■ **Items for point labeling**:
+ + + + + + +
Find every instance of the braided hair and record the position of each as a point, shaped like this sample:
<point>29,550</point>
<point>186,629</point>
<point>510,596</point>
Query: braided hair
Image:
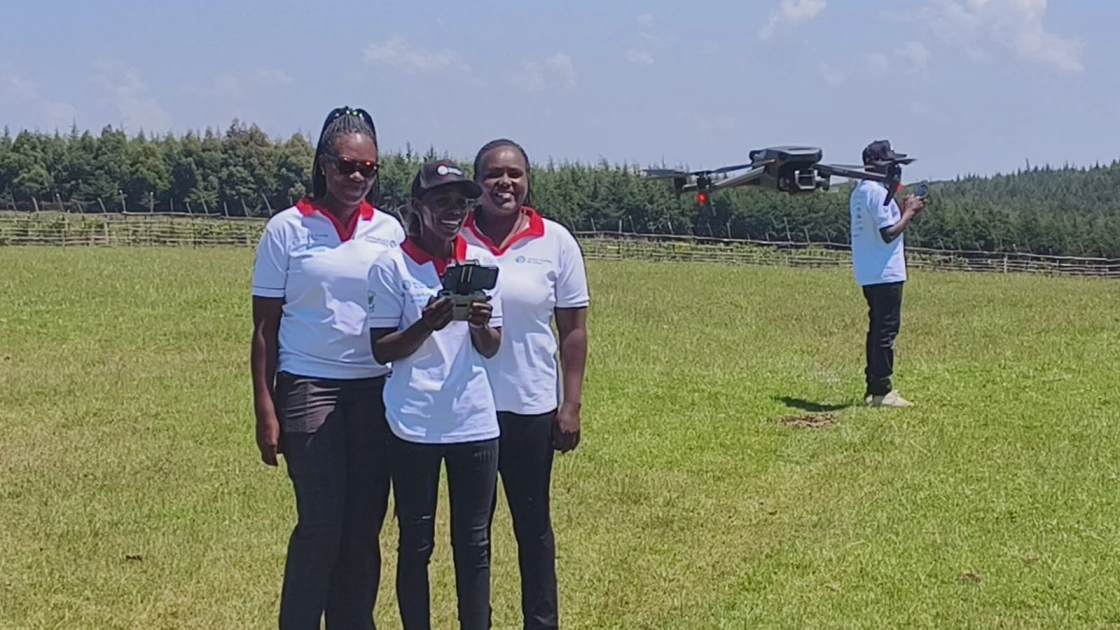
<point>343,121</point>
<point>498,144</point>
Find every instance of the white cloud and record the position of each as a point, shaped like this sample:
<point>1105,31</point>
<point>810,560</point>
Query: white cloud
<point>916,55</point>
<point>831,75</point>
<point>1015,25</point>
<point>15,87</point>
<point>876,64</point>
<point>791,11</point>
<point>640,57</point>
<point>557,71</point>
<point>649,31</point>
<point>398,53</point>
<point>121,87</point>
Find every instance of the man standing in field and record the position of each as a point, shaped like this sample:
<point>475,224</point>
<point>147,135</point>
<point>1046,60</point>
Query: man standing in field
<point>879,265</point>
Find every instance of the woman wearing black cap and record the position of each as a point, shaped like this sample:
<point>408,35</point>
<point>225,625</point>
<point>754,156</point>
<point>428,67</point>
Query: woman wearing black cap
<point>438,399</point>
+ + + + + + +
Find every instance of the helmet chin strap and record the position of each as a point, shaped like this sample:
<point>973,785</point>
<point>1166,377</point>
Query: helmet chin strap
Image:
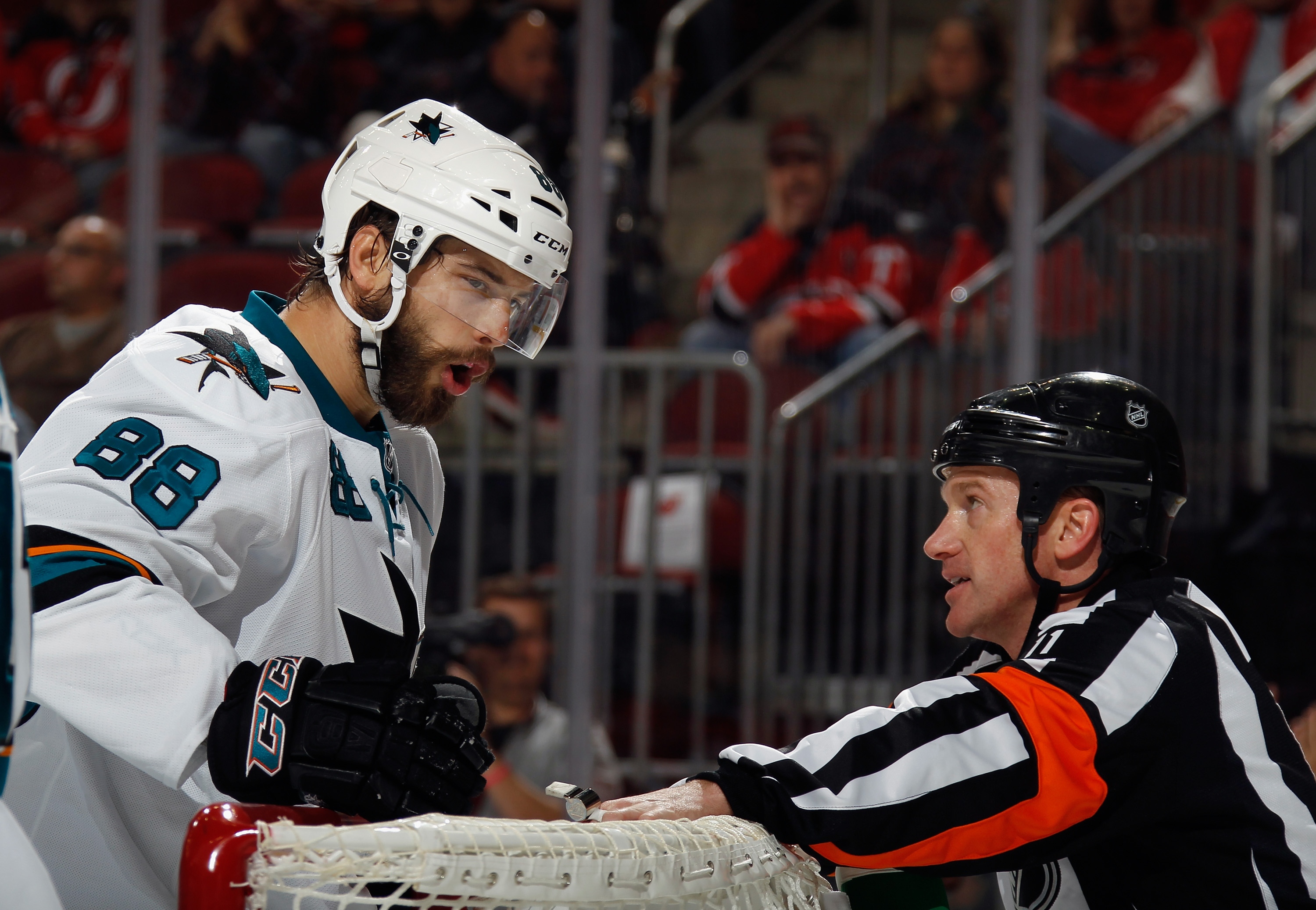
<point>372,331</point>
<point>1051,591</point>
+ + + + + + +
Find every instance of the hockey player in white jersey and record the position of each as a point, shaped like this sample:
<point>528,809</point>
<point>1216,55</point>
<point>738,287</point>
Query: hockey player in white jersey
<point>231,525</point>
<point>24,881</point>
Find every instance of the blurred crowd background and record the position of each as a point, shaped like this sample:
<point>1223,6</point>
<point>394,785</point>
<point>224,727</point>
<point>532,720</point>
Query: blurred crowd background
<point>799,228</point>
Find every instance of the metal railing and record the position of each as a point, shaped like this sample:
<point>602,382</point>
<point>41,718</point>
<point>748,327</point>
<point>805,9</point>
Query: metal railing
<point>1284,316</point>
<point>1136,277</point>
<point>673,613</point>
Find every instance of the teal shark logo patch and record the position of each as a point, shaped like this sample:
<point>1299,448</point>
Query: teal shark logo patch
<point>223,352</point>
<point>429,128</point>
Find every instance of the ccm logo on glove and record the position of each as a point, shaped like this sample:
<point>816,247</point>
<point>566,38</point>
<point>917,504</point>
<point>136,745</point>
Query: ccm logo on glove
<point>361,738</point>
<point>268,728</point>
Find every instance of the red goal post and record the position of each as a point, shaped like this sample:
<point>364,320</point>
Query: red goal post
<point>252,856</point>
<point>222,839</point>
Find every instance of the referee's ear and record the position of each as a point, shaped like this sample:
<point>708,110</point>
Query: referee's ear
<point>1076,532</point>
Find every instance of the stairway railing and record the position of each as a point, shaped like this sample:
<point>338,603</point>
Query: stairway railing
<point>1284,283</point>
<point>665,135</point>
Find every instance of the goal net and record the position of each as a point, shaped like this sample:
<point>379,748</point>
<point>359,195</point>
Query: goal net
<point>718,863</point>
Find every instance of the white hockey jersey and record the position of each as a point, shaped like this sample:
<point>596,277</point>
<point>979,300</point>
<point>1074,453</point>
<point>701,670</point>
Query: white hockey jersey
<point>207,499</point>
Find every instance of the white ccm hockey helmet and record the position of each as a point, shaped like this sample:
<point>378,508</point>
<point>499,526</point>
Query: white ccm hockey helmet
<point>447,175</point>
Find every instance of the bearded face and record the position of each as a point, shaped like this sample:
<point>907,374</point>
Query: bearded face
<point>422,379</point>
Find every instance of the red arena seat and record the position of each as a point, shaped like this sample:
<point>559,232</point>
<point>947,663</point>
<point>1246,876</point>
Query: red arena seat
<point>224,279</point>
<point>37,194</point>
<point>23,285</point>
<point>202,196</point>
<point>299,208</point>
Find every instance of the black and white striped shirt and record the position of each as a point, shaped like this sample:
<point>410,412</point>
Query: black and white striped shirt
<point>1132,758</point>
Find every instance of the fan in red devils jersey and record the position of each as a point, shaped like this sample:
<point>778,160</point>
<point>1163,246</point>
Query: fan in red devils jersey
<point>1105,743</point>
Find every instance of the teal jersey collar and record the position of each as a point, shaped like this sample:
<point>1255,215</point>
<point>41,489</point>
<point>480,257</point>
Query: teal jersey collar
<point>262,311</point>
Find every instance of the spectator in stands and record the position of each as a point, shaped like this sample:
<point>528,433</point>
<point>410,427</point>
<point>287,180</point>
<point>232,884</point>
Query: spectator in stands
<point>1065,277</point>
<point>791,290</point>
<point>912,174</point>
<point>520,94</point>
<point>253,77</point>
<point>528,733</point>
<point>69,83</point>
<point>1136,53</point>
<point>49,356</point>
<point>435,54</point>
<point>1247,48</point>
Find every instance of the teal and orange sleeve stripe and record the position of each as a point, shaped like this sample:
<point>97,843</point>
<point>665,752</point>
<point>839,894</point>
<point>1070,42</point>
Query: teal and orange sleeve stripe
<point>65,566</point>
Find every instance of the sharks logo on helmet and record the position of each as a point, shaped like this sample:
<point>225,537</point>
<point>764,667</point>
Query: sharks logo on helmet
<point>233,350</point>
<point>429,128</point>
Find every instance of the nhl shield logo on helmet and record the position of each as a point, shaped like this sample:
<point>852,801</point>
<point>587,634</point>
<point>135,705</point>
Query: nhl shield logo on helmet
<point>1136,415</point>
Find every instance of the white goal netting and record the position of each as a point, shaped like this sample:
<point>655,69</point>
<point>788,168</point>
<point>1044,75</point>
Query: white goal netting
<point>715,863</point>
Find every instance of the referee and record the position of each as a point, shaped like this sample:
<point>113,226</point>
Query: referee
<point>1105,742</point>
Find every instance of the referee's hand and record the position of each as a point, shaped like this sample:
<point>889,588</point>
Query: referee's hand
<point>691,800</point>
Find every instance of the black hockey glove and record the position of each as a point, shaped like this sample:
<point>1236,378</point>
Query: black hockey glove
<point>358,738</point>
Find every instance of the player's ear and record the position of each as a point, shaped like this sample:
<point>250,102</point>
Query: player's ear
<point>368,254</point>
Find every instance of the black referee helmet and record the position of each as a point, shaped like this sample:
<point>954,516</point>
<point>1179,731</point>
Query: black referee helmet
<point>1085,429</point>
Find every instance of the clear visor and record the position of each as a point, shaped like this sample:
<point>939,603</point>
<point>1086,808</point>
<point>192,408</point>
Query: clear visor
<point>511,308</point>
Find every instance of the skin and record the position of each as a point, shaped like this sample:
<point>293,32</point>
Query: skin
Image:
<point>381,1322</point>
+ + + + + + +
■ **DIRECTIVE**: Extract the lines from the one holding "Find every instance of the helmet" through the one holding "<point>1051,591</point>", inclusive, and repeat them verbatim. Leave the pictures out of your answer.

■ **CORRECT ANSWER**:
Find every instance of the helmet chin strap and record the position of each as a point, shaped like this sample:
<point>973,785</point>
<point>1166,377</point>
Query: helmet chin strap
Image:
<point>372,331</point>
<point>1051,591</point>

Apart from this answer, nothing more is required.